Text section:

**********

When you see a baby with rolls on their legs, don't you just want to nibble on those meaty thighs?
Mothers everywhere are quick to squeal in delight when they see a chubby baby. I'm sure that somewhere in our primitive brains, we recognize that the child is well fed and well equipped to survive.
We may not be able to help it, and we all agree that big babies are adorable, but mothers need to know that a baby with too much baby fat can be at risk for serious health disorders, including obesity, later in life.
Physicians suggest that you avoid using formula, breastfeeding, or food as a pacifier. That sounds like perfectly reasonable advice, but doesn't that sound like something that is easier said than done? When you have a baby, they can't tell you if they are legitimately hungry or just want your attention. They don't even know!

**********

Information:
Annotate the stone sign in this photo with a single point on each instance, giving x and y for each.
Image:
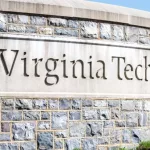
(73, 67)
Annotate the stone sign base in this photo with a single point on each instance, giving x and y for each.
(69, 123)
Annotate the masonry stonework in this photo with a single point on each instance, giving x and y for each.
(71, 122)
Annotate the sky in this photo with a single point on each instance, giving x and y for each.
(137, 4)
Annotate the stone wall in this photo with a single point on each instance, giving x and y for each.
(69, 123)
(65, 124)
(72, 27)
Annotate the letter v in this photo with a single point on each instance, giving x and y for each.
(4, 62)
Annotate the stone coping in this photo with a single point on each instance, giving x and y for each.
(79, 9)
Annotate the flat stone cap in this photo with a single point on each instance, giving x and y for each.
(79, 9)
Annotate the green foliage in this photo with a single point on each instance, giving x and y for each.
(144, 146)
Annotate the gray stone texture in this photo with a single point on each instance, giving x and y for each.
(75, 115)
(128, 105)
(87, 103)
(5, 127)
(45, 30)
(90, 114)
(39, 104)
(77, 129)
(98, 122)
(93, 129)
(100, 103)
(147, 105)
(44, 125)
(64, 104)
(16, 28)
(115, 113)
(76, 104)
(15, 18)
(120, 123)
(11, 115)
(36, 20)
(131, 34)
(3, 22)
(45, 141)
(28, 146)
(61, 134)
(71, 144)
(31, 115)
(53, 104)
(144, 37)
(24, 104)
(66, 32)
(115, 136)
(9, 146)
(89, 144)
(59, 120)
(58, 144)
(73, 24)
(114, 103)
(45, 115)
(132, 120)
(104, 114)
(109, 124)
(4, 137)
(142, 119)
(103, 141)
(138, 105)
(139, 135)
(89, 29)
(126, 136)
(118, 32)
(58, 22)
(7, 104)
(31, 29)
(105, 31)
(23, 131)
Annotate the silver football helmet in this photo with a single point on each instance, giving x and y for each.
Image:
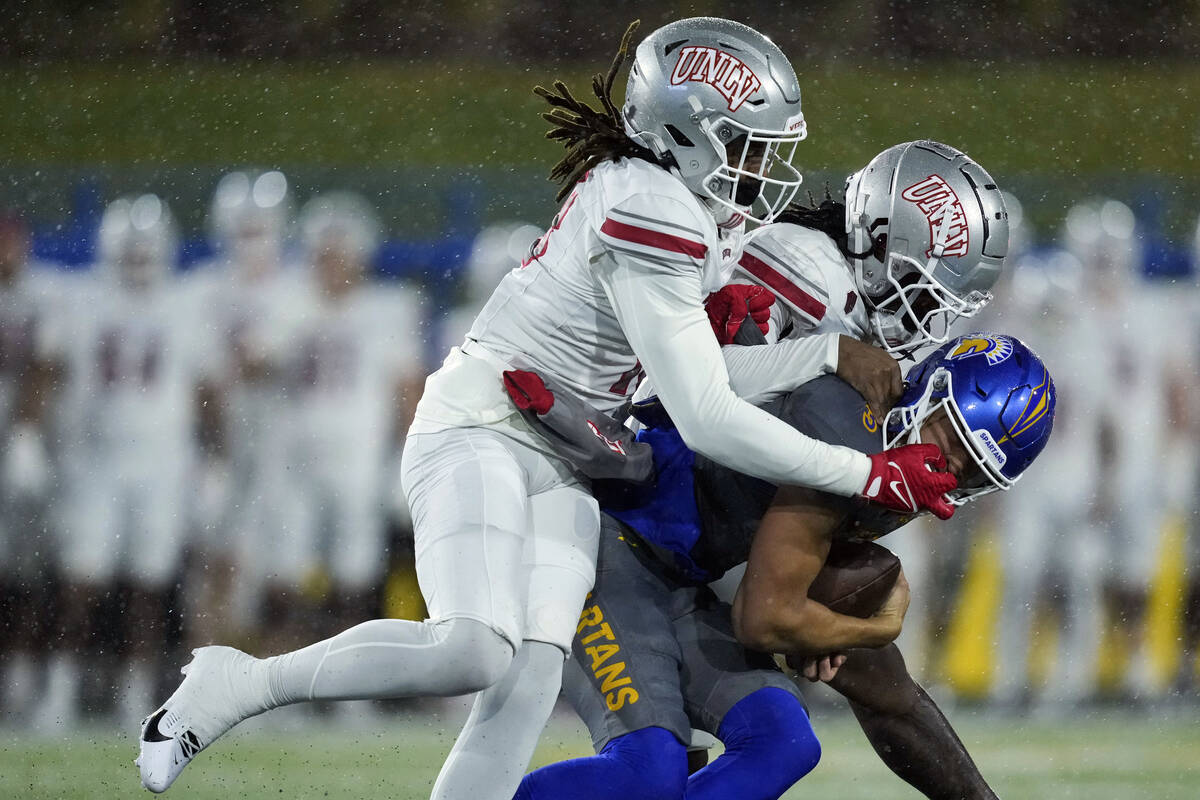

**********

Exercise details: Continue the article on baby fat and infant feeding, starting directly after its final sentence. The records stand apart from the article on baby fat and infant feeding and are not part of it.

Answer box:
To find out if your feeding is on track, the most important thing you can do is keep your regular well baby appointments with your pediatrician so they can track your baby's height and weight on a growth chart. Growth charts track how your baby measures up against other children of the same age in height, weight, and head size and will tell you if your baby is gaining weight at an appropriate rate -- or not.
And don't fear. Even if your baby is tipping the scales a little higher than you want them to be, with proper guidance from your doctor, you can make small adjustments to how much and how often you feed your baby. As long as you're paying attention and keeping track of weight gain, there is never a need to withhold feedings or cut back on calories for a baby.
Do you ever give into pacifier-type feedings? Do you worry about overfeeding your baby or baby weight?